Written request 1:
Answer these from the home renovation forum thread, one line each, marked like the questions:
(a) What kind of flooring did the poster pick so they wouldn't need a separate underlay?
(b) After finals ended, how much time did the poster have before the next semester?
(c) What lighting went into the living room after the change of heart?
Written request 2: Resume the home renovation forum thread where it stops, writing the next post in the same casual style.

The flooring is too dusty to show all that well in the pics, but it's pretty good looking. 

I know someone will probably ask about the underlay; I didn't cut corners, just went for the kind of flooring with the underlay already built onto the back of the boards. Ease of installation FTW. 



Looking into the bedroom we extended:












Moving upstairs to the new bathroom project:


----------



## buenrostrox (Dec 15, 2008)

I definitely have my hands full, but it's great to look back at the older pics and see the progression (two months of ownership in a couple days here!!!).


----------



## buenrostrox (Dec 20, 2008)

Finals are over and I have three weeks before the next semester. Time for a flurry of productiveness! 

Here's the progress in the upstairs bathroom:


















Poop pipe downstairs and copper for water:


----------



## buenrostrox (Jan 8, 2009)

Here's some more pics, I've been slackin on updates lately:


Trim has been in for a while:












Office is painted:


----------



## buenrostrox (Jan 8, 2009)

Shower is in (teaser I know):







We've done a lot more than that, I just haven't kept up on the photos. I'll try to get some more asap.


----------



## SPISurfer (Jan 9, 2009)

Buenrostro you rock!  You have a ton of energy.  Thank you for posting your progress.


----------



## buenrostrox (Jan 19, 2009)

Finally took the time to sort through all the pics I have to date. Since my last update we've re-done the cieling texture in the upstairs (popcorn just wasn't doing it for me), nearly finished the bathroom, and started carpeting. 


Here's a snapshot of the old ceiling cleared off:






Dad working on the texture:







Bathroom walled in and mostly sanded:


----------



## buenrostrox (Jan 19, 2009)

Shower:


----------



## buenrostrox (Jan 19, 2009)

Outside of bathroom primed, cementboard laid down for the tile, and the inside painted:











Lighting and fan finished up:


----------



## buenrostrox (Jan 19, 2009)

Dry fitting the tile:














Tile going in:







Tile almost complete (still need to grout):


----------



## buenrostrox (Jan 19, 2009)

.......and in the downstairs:

I cheated and did attached pad carpet, we'll see how it holds up:


----------



## buenrostrox (Jan 19, 2009)

And I had a change of heart on lighting and did a track light with warmer bulbs in the living room:







That about sums it up, next weekend I'll be finishing up the carpet and grouting the tile.


----------



## inspectorD (Jan 19, 2009)

Tell me again that you have a vent fan in the bathroom to get rid of the moisture...I would hate to see the pics in a couple of months with the peeling paint and mildew on the walls.


----------



## buenrostrox (Jan 19, 2009)

Material shown:
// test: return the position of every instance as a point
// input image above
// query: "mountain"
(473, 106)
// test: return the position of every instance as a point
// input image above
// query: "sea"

Task result 1:
(a) Flooring with the underlay already built onto the back of the boards.
(b) Three weeks.
(c) A track light with warmer bulbs.</t1>

Task result 2:
inspectorD said:


> Tell me again that you have a vent fan in the bathroom to get rid of the moisture...I would hate to see the pics in a couple of months with the peeling paint and mildew on the walls.



Sure do, one of the lights is a Vent/Light combo


----------



## inspectorD (Jan 19, 2009)

You just cannot tell nowadays...now I can get a good nights rest.
Thanks for the reply.


----------



## esma (Jan 20, 2009)

please forgive me for all the "stupid" qustions I am asking. you are allowed to laugh but I am just trying to learn remodeling as a part time career not as DIY but paying someone to do it for me.

Can I have tips about building a bathroom (in already covered ares next to garage) from a scratch.
I have used  vanity and tub. can I use it in this remodeling job or should I buy new stuff. Will the used stuff cause a problem?

what should be a price range for an average sized bathroom?


----------



## bacon (Jan 20, 2009)

Well done. It's pretty cool to see the progression from start to finish.


----------



## buenrostrox (Jan 21, 2009)

esma said:


> please forgive me for all the "stupid" qustions I am asking. you are allowed to laugh but I am just trying to learn remodeling as a part time career not as DIY but paying someone to do it for me.
> 
> Can I have tips about building a bathroom (in already covered ares next to garage) from a scratch.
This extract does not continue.